_TASK GOAL:_ Begin at the line containing "I would appreciate your help locating the river water" and copy each line exactly through the end of the records, leaving out what comes before.

_DATA RECORDS:_
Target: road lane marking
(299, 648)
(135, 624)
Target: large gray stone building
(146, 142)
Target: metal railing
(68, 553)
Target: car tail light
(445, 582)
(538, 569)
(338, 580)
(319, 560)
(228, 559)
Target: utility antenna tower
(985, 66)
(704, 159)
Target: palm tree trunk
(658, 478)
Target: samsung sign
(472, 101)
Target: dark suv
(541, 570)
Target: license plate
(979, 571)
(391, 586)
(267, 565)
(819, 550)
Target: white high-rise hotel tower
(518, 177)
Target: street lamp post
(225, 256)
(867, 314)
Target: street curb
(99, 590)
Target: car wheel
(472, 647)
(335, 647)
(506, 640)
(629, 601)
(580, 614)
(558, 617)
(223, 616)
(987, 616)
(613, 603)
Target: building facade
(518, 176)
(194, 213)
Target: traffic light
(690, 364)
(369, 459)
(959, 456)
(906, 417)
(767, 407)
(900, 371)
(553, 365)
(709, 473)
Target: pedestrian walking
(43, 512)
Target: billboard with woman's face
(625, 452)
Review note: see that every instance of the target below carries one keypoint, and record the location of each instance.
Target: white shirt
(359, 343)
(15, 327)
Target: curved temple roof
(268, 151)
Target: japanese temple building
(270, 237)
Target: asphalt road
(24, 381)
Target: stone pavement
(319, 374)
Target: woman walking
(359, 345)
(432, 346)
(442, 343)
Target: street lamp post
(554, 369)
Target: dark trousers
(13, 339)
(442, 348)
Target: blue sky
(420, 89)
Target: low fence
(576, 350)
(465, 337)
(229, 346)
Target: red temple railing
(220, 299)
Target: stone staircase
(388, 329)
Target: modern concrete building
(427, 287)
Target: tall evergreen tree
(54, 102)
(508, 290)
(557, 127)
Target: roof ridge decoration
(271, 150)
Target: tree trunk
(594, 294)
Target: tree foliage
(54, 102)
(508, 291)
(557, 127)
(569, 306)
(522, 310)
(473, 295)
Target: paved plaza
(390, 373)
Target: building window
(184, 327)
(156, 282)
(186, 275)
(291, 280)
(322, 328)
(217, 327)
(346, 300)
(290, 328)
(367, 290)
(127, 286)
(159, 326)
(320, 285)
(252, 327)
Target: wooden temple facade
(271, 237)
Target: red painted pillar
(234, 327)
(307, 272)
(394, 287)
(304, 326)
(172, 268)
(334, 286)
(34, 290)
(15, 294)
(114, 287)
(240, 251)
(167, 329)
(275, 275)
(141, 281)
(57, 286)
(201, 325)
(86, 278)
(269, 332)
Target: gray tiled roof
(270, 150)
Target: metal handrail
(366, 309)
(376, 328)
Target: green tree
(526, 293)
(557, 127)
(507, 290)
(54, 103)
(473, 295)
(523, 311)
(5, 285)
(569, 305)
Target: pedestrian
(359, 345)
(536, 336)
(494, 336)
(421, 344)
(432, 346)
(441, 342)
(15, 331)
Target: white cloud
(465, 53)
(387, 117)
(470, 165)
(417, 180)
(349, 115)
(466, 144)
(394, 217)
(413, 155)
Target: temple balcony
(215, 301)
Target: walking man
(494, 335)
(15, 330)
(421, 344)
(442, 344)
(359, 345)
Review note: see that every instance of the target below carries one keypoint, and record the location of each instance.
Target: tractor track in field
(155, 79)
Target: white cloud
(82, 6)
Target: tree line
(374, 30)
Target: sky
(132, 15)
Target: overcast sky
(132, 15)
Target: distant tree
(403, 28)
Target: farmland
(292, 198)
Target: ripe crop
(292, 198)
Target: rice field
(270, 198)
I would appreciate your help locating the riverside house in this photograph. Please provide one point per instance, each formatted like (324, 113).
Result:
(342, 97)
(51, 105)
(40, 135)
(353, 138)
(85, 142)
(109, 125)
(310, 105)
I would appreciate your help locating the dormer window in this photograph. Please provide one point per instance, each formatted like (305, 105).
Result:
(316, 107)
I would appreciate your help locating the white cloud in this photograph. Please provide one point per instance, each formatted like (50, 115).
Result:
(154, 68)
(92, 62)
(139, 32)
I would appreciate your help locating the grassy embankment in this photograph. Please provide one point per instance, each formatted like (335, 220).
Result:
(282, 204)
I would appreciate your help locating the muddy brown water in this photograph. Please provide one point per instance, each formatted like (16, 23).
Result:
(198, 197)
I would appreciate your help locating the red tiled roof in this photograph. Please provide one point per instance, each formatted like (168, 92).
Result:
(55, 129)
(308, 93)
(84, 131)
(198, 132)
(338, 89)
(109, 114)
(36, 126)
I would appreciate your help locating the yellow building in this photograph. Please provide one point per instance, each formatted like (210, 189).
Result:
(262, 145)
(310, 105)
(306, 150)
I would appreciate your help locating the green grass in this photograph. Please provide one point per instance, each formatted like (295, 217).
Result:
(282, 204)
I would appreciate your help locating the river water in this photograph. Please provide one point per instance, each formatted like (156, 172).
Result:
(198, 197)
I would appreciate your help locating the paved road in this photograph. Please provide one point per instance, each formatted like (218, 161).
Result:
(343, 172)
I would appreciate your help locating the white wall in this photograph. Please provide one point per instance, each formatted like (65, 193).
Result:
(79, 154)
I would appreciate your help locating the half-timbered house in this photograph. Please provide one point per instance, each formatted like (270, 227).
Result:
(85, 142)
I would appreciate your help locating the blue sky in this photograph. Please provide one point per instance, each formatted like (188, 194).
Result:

_SOLUTION FOR THIS PROBLEM:_
I would appreciate your help locating the river water in this photograph. Please provide one point per instance, each formatted like (156, 172).
Result:
(198, 197)
I would appreciate your help locating the paved road in this photograph. Please provide one point per instance, each formatted like (218, 161).
Result:
(343, 172)
I would appreciate your help locating the white wall in this photograph. Please provide one point per instance, each formatted like (65, 193).
Result:
(79, 154)
I would appreciate your help locating the half-timbered house in this photograph. Please provide one point per instance, each formatted like (270, 227).
Result:
(85, 142)
I would appreciate your help locating the blue sky in this photograph. Please provide one point per instance, each formatted like (188, 194).
Result:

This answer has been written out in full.